__RECORDS TO PROCESS__:
______________________________

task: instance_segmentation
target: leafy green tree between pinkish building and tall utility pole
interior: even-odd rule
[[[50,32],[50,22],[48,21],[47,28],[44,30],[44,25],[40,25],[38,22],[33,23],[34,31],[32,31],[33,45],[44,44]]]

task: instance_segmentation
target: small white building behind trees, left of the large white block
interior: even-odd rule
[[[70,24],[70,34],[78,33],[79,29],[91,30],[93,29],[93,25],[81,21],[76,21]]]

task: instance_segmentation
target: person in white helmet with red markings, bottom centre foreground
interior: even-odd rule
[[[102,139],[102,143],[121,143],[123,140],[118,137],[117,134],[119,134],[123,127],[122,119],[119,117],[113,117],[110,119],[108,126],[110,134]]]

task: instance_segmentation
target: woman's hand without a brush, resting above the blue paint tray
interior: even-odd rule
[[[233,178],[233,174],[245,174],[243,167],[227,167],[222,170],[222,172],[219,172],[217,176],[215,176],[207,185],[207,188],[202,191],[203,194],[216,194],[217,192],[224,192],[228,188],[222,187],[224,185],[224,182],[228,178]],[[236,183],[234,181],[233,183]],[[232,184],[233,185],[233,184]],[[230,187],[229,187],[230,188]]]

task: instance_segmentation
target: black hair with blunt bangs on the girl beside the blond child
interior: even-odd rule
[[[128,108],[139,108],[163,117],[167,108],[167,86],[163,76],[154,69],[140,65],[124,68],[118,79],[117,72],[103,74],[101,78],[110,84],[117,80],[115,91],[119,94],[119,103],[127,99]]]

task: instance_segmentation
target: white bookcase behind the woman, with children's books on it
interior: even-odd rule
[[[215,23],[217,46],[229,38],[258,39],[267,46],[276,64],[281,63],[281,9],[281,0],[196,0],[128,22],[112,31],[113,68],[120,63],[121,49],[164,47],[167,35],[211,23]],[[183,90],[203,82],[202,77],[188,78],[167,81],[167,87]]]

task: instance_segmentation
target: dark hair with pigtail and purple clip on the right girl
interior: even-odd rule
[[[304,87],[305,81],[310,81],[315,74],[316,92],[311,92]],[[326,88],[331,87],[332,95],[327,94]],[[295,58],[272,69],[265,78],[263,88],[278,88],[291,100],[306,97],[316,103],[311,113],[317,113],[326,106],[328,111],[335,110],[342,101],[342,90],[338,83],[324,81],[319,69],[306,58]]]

______________________________

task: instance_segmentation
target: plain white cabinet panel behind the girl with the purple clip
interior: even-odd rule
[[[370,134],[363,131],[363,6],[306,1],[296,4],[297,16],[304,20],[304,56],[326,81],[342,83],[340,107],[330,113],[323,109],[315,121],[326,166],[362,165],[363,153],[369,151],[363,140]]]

______________________________

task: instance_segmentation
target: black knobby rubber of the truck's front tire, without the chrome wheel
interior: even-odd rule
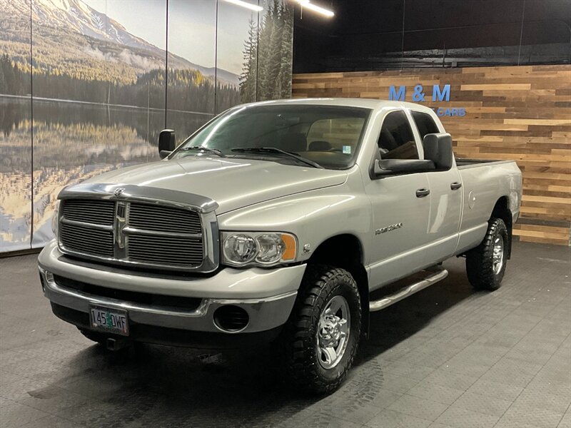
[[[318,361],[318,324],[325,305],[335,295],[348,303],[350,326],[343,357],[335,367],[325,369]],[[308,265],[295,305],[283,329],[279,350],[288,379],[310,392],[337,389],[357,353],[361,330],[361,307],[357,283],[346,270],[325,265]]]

______________________________

__EXERCISE OBJECTIVE__:
Go back to the listing above. Copy word for word the lines from the one with "target: small white" through the one with "target: woman's hand", and nothing more.

__RESPONSE__:
target: small white building behind trees, left of the large white block
interior: even-odd rule
[[[70,24],[70,34],[78,33],[79,29],[91,30],[93,29],[93,25],[81,21],[76,21]]]

task: instance_segmentation
target: person in white helmet with red markings, bottom centre foreground
interior: even-odd rule
[[[102,139],[102,143],[121,143],[123,140],[118,137],[117,134],[119,134],[123,127],[122,119],[119,117],[113,117],[110,119],[108,126],[110,134]]]

task: instance_segmentation
target: woman's hand without a brush, resting above the blue paint tray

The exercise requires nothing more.